The problem — From the rows below, pull out each line that contains the string "innermost". The match is case-sensitive.
--- Listing ---
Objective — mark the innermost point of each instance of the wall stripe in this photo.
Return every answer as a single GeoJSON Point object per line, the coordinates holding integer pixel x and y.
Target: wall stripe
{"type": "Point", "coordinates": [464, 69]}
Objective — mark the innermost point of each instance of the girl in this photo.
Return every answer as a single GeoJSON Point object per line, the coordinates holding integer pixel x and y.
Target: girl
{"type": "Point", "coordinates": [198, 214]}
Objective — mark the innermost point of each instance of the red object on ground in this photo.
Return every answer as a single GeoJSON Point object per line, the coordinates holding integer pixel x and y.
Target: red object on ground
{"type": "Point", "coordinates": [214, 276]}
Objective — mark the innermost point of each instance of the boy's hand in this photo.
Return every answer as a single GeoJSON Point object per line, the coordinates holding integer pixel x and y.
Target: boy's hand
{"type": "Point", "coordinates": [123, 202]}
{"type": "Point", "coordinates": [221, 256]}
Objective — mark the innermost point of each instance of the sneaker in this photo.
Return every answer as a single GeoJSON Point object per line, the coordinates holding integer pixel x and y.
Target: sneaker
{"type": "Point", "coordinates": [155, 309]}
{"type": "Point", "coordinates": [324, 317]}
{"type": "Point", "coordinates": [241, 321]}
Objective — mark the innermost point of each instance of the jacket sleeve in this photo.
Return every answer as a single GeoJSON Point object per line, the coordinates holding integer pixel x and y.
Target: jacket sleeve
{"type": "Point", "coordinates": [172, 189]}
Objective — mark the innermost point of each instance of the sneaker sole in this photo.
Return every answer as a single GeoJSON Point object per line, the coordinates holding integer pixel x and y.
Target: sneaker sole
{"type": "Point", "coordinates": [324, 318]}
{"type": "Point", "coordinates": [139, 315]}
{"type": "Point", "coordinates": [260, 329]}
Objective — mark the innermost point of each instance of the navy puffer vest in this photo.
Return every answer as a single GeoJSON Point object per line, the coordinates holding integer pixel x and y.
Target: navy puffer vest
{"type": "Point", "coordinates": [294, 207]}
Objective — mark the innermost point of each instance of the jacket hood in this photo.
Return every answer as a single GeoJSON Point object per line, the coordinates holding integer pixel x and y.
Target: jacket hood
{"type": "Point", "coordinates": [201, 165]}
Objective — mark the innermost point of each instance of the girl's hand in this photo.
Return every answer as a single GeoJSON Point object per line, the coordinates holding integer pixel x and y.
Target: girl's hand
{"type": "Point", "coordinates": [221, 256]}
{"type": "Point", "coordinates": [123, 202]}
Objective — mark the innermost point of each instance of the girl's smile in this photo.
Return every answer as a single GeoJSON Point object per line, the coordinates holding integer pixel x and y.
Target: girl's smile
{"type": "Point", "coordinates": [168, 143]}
---
--- Listing ---
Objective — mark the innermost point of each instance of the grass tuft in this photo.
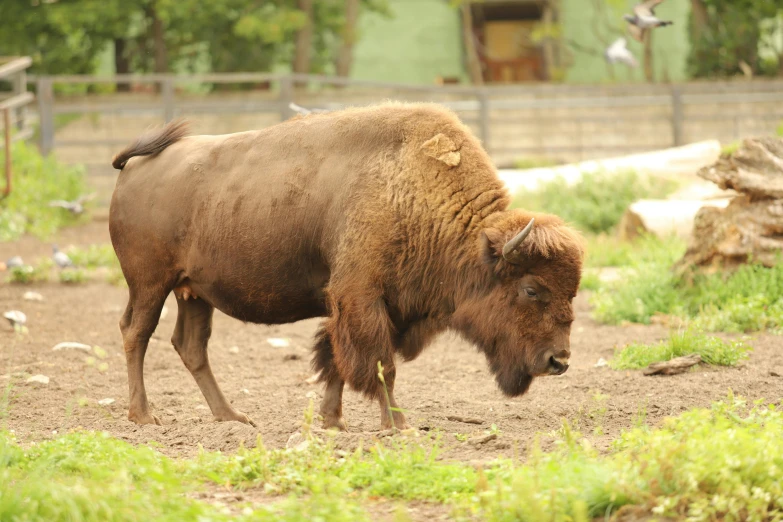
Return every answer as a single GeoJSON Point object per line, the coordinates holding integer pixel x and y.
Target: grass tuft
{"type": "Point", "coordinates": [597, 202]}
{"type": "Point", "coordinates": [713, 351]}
---
The answer —
Objective — mark the innermost point of each instance of the wall stripe in this photo.
Objective — mark the innermost point of each instance of the girl in this photo.
Objective — mark the innermost point of each instance of the red object on ground in this photo.
Objective — mark the innermost point of each instance of the boy's hand in this photo.
Objective — mark the innermost point of each instance of the sneaker in this photo.
Objective — mark the innermost point of each instance of the jacket sleeve in this photo.
Objective — mark the innermost point of each instance of the sneaker sole in this photo.
Objective — mark the innermost point of each instance of the navy puffer vest in this photo.
Objective — mark the innermost point of each instance of the jacket hood in this photo.
Objective — mark the innermost point of each instance of the girl's hand in this photo.
Objective — mark the innermost point of each instance of the girl's smile in this photo.
Objective — mark the innermost point of each instance of the grass tuft in this photo.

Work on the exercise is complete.